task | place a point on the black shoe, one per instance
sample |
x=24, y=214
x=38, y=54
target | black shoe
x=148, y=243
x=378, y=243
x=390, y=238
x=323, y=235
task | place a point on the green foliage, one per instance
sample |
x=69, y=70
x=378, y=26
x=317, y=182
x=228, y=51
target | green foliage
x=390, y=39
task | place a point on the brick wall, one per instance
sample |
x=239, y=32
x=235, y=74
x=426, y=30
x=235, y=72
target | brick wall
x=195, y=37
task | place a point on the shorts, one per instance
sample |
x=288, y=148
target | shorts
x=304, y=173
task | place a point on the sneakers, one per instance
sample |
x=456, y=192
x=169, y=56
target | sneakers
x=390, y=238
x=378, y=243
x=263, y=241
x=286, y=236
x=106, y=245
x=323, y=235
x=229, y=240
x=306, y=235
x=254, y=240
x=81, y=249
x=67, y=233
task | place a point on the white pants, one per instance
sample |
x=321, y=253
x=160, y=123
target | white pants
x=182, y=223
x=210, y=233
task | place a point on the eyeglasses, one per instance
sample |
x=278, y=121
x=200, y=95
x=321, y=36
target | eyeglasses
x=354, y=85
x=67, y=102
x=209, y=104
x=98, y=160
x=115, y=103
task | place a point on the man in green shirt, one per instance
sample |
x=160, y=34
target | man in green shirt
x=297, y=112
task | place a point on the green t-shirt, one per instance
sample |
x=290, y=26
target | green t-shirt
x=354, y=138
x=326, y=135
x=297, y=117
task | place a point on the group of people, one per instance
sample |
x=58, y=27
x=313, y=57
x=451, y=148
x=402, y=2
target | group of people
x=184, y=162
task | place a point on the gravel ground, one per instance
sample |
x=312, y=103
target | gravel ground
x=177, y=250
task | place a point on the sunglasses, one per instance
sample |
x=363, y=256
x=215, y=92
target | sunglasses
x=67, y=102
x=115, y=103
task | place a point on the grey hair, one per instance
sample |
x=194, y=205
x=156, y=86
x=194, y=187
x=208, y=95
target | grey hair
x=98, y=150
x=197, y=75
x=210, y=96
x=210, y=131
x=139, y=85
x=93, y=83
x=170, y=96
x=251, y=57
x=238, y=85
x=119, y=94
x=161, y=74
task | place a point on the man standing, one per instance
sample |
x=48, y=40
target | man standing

▬▬▬

**WHAT IS NEEDED:** Filter the data for the string "standing" and copy every line that has it.

**RESPONSE TO THE EXERCISE:**
task | place a point on the man standing, one per instance
target | man standing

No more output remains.